_Aufgabe 1_
Zähle alle Gruppen von Verwandten auf, die sich laut dem Textauszug über die Familientreffen wiedersahen oder zum ersten Mal begegneten.
_Aufgabe 2_
Erkläre in höchstens drei Sätzen, warum manche Teilnehmer nach den Treffen verschuldet sind, wie der Textauszug über die Familientreffen es begründet.
_Aufgabe 3_
Schreibe den Textauszug über die Familientreffen im Anschluss an seinen letzten Satz weiter.

_Textauszug_
= = = = = = =
Notizen zu Nordkorea (9)

Familientreffen abgehalten

Ende Februar fanden nach vielen Verhandlungen fünf Tage lang die ersten Familientreffen von Nord- und Südkoreanern seit 2010 statt. Insgesamt nahmen gut 260 Nordkoreaner und knapp 440 Südkoreaner daran teil. Bei den hochemotionalen Treffen sahen sich Eltern und ihre Kinder, Geschwister, Halbgeschwister und entferntere Verwandte nach 60 Jahren Trennung wieder oder begegneten sich zum ersten Mal.

Einige südkoreanische Teilnehmer klagten allerdings darüber, dass sich ihre nordkoreanischen Verwandten wohl verpflichtet sahen, ihnen gegenüber die offizielle Propaganda Pjöngjangs “nachzuplappern”. Außerdem hätten sie mit der Begründung, alles zu haben, was sie brauchen, Geschenke abgelehnt.

Die Teilnehmer beider Staaten werden vor den Treffen geschult. Den Südkoreanern wird gesagt, dass sie nicht über Politik diskutieren sollen. Die Nordkoreaner werden hingegen angewiesen, zu betonen, wie gut sie unter der Führung Kims und der Partei leben können.

Die Treffen haben für die betroffenen Angehörigen zweifellos eine hohe emotionale Bedeutung, ziehen jedoch Konsequenzen nach sich, von denen insbesondere die nordkoreanischen Teilnehmer betroffen sind. Nach den Familienzusammenführungen werden sie etwa zwei Wochen lang in Pjöngjang befragt, berichtet Daily NK. Es werde geprüft, ob sie sich ideologisch verdächtig verhielten und welche Geschenke sie von den Treffen mitgebracht haben. Ein Flüchtling berichtet, man dürfe etwa die Hälfte der Geschenke behalten – was den Offiziellen gefällt, müsse abgegeben werden. Südkoreanische Herkunftsangaben, beispielsweise auf Arzneimitteln, müssten unkenntlich gemacht werden. Ebenso müssten etwa 100 Dollar als “Loyalitätsgeld” abgegeben und der Aufenthalt in Pjöngjang von den Teilnehmern selbst bezahlt werden. In manchen Fällen seien die Teilnehmer nach den Treffen verschuldet, weil sie schon bei der Anmeldung Funktionäre der Staatssicherheit, Volkssicherheit und der Partei bestechen mussten, damit diese ihnen die obligatorischen Empfehlungsschreiben ausstellten. Von diesen Widrigkeiten abgesehen schaffen es einige der Teilnehmer allerdings, während der Treffen heimlich Informationen auszutauschen, so dass sie mit ihren Angehörigen in Kontakt bleiben konnten, die ihnen auch später finanzielle Unterstützung gewährten.
= = = = = = =
_Datenauszug_
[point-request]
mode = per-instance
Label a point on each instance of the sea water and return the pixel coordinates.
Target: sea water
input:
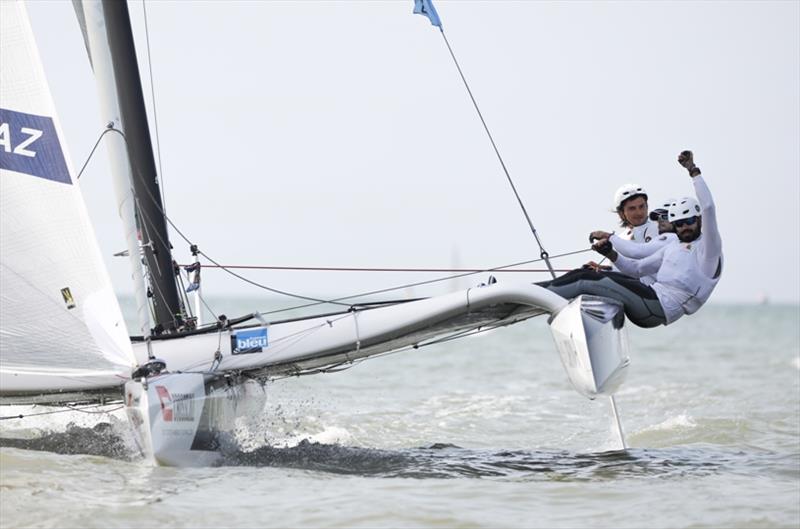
(479, 432)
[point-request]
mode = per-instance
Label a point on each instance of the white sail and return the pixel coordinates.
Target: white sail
(61, 327)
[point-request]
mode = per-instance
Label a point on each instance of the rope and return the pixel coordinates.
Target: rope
(68, 409)
(542, 252)
(357, 269)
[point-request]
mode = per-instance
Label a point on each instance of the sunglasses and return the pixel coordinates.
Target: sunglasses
(659, 215)
(684, 222)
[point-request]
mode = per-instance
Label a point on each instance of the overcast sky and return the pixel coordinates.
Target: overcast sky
(339, 133)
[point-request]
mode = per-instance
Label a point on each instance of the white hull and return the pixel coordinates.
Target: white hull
(183, 419)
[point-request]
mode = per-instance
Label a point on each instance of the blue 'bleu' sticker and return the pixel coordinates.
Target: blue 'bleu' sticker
(29, 144)
(249, 341)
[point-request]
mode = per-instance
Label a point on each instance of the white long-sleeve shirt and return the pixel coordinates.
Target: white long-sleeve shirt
(686, 273)
(636, 250)
(637, 235)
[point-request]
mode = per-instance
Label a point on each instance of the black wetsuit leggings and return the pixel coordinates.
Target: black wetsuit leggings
(640, 301)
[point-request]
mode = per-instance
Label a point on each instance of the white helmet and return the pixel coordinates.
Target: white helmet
(684, 208)
(627, 191)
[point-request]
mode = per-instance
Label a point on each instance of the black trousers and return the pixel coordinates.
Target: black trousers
(640, 301)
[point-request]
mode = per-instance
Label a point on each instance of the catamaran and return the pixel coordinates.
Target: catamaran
(63, 339)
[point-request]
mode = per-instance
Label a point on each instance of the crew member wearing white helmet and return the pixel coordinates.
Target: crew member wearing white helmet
(629, 248)
(630, 203)
(686, 273)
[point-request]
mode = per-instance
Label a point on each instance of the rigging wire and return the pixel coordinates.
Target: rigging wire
(363, 269)
(67, 408)
(542, 252)
(137, 174)
(420, 283)
(155, 115)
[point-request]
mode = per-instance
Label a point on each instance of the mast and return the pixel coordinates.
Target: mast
(152, 224)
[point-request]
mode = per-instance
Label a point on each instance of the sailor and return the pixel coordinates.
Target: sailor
(686, 273)
(630, 203)
(630, 248)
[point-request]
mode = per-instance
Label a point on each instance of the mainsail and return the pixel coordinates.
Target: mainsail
(61, 328)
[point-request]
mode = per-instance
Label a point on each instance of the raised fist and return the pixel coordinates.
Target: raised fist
(686, 159)
(599, 234)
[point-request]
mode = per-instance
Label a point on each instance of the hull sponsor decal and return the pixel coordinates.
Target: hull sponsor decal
(249, 341)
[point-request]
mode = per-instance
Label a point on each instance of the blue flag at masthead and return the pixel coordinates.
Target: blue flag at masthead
(425, 7)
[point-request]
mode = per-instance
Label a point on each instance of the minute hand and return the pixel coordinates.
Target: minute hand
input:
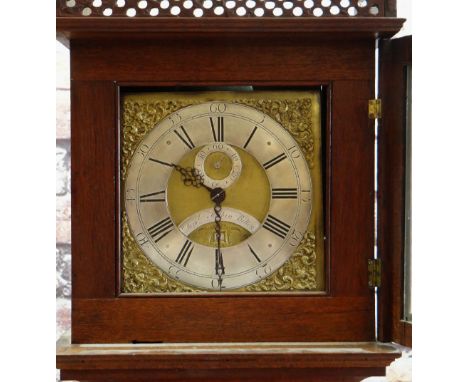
(217, 196)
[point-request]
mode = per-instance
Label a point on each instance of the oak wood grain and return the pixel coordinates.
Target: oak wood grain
(396, 54)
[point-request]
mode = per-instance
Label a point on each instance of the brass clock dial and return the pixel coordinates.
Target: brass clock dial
(173, 203)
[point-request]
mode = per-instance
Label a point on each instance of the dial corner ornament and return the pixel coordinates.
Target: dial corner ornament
(218, 196)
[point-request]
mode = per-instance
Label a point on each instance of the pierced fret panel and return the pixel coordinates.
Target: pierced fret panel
= = = = = = =
_Richtige Antwort 1_
Eltern und ihre Kinder, Geschwister, Halbgeschwister und entferntere Verwandte.

_Richtige Antwort 2_
Sie mussten schon bei der Anmeldung Funktionäre der Staatssicherheit, der Volkssicherheit und der Partei bestechen. Nur so bekamen sie die obligatorischen Empfehlungsschreiben.

_Richtige Antwort 3_
Nach den erfolgreichen Familienzusammenführungen schlug Südkoreas Präsidentin Park Geun-hye regelmäßige Treffen vor, denn die Zeit werde immer knapper. 53 Prozent der 71.480 Menschen in Südkorea, die auf einer Warteliste stehen, sind über 80 Jahre alt. Allein im vergangenen Jahr verstarben 3.800 Menschen, die auf dieser Liste standen. Nordkorea schlug das Angebot vorerst aus, da dafür die gegenwärtige Atmosphäre aufgrund der südkoreanisch-US-amerikanischen Militärmanöver nicht angemessen sei. Es schloss aber nicht aus, dass es in der Zukunft Gespräche darüber geben könnte. Experten gehen davon aus, dass sich Nordkorea nicht auf regelmäßige Treffen einlassen wird, da es diese bei Verhandlungen an Zugeständnisse wie ökonomischen Hilfen knüpfen will.

Seit 1985 haben nun 19 persönliche Treffen und sieben Videokonferenzen zwischen getrennten Familienmitgliedern stattgefunden, an denen mehr als 22.000 Menschen aus 4.380 Familien beteiligt waren.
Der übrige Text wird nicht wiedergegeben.